»»

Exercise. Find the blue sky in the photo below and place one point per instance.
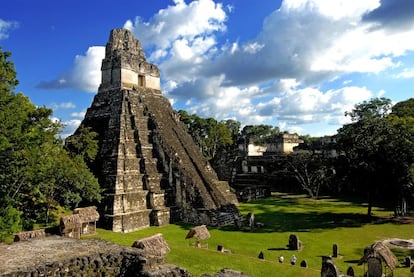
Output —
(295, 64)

««
»»

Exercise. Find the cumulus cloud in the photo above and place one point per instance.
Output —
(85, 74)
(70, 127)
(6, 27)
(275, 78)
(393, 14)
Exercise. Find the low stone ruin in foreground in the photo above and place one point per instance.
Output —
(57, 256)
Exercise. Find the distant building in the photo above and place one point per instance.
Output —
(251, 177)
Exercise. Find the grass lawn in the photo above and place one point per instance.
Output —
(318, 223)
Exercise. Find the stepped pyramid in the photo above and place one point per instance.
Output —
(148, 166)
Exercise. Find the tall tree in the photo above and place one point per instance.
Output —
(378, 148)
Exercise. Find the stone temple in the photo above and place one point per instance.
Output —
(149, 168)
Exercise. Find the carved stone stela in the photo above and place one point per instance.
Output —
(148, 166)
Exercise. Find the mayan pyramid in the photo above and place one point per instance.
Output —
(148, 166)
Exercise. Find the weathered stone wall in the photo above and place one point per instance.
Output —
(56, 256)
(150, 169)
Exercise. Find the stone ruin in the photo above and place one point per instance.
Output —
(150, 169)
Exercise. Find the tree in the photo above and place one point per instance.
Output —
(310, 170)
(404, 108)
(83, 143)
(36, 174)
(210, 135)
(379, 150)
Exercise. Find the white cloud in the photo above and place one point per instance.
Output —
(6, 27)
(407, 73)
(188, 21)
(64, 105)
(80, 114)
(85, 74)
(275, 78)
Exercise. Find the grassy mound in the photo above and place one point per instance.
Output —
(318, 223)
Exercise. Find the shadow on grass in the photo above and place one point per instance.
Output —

««

WHAT YOU WILL DO:
Show each line of the listing above that contains the string "cloud".

RESPONSE TO THIS EXERCISE:
Exercise. Find the cumulus cloud in the photo above and place one point per instance.
Exercise. Find the white cloud in the photo above and place one point per instance.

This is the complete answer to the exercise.